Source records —
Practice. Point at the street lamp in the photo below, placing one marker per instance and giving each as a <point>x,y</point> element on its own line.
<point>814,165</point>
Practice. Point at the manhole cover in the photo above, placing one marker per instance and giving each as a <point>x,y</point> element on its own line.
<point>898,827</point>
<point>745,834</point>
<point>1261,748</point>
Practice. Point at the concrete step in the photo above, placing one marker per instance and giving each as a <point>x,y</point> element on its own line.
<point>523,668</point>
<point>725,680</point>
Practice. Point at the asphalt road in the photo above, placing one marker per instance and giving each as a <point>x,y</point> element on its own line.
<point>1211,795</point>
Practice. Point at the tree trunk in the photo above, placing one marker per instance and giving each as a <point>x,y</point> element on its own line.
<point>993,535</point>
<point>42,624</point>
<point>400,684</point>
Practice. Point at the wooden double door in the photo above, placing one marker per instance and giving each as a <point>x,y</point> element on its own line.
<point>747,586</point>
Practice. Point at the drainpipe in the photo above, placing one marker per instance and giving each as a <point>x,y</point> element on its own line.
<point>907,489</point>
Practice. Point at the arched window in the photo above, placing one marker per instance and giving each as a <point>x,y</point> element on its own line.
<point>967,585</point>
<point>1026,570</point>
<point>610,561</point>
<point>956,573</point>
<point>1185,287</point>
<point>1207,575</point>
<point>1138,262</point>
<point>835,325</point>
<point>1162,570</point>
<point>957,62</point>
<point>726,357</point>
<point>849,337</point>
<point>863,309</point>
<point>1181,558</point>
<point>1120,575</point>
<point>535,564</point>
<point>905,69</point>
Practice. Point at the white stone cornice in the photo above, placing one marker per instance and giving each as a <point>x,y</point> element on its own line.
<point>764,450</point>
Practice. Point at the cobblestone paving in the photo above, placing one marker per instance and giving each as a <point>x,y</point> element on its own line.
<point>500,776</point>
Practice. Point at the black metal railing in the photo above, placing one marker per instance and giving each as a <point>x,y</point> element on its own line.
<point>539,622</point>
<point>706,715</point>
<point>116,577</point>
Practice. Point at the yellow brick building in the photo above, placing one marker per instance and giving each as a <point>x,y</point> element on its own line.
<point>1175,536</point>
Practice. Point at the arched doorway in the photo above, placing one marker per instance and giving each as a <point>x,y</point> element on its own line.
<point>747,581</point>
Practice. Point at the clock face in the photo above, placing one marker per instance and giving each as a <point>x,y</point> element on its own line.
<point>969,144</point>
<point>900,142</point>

Stated task —
Convert the records above into a two-column CSV with the headers text and answer. Give one row per record, put the record's wording and its complete answer each in a single quoted field, and replace every line break inside a field with a space.

Worked solution —
text,answer
"Practice. Point at the street lamp in the photo below, placing one marker per instance and giving each as a <point>x,y</point> element on its own line.","<point>814,165</point>"
"Practice. Point at the manhole cover in the photo above, placing one marker per instance and giving each as a <point>x,y</point> element on its own line.","<point>898,827</point> <point>745,834</point> <point>1261,748</point>"
"Practice. Point at the concrete step in the photo above, placing one marker per instance and giving each as a <point>x,y</point> element on its own line.","<point>523,668</point> <point>725,680</point>"
"Practice. Point at the asphalt road in the photo above, placing one marker per instance and giving each as a <point>x,y</point> element on its own line.","<point>1211,795</point>"
"Practice. Point at the tree trunk in the photo above, placing one marker per instance and giving each as a <point>x,y</point> element on its own line.","<point>993,535</point> <point>42,624</point> <point>400,684</point>"
"Practice. Point at the wooden double door in the photo above, placing one marker per instance and giving each as a <point>x,y</point> element on its own line.","<point>747,586</point>"
"Practice. Point at the drainpipe in the photo above, placing one marker per instance and giving each as a <point>x,y</point> element on its own line.","<point>907,489</point>"
"Practice. Point at the arched window in the photo above, placing one marker per instance and giving each as a <point>x,y</point> element on its own line.","<point>967,585</point> <point>1026,570</point> <point>610,561</point> <point>956,573</point> <point>1185,287</point> <point>1207,575</point> <point>1138,262</point> <point>835,325</point> <point>1162,570</point> <point>957,62</point> <point>726,357</point> <point>849,337</point> <point>863,309</point> <point>1181,558</point> <point>1120,575</point> <point>535,564</point> <point>905,69</point>"
"Practice. Point at the white stone cornice in the photo above, placing one marker per instance and giving each as a <point>x,y</point> element on its own line.","<point>764,450</point>"
"Practice. Point at the cobblestone paving in the photo above, placing one marker per instance and giving each as a <point>x,y</point> element on its own line.","<point>500,776</point>"
"Practice. Point at the black metal railing in the photo above, placing one marker per instance and giving each as a <point>x,y</point> element on its own line.","<point>539,622</point> <point>706,715</point> <point>116,577</point>"
"Practice. Point at the yellow brick building in the photo above, placing one marker per instance and giving each as a <point>x,y</point> element on its own line.","<point>1175,536</point>"
"Practice. Point at the arched doorway in the photo above, placing one marker per instance and giving each as a <point>x,y</point> element on its own line.","<point>747,581</point>"
"Practice. Point at the clock face in the photo above, placing one marker per instance and giving each as a <point>x,y</point> element on its own line.","<point>969,144</point> <point>900,142</point>"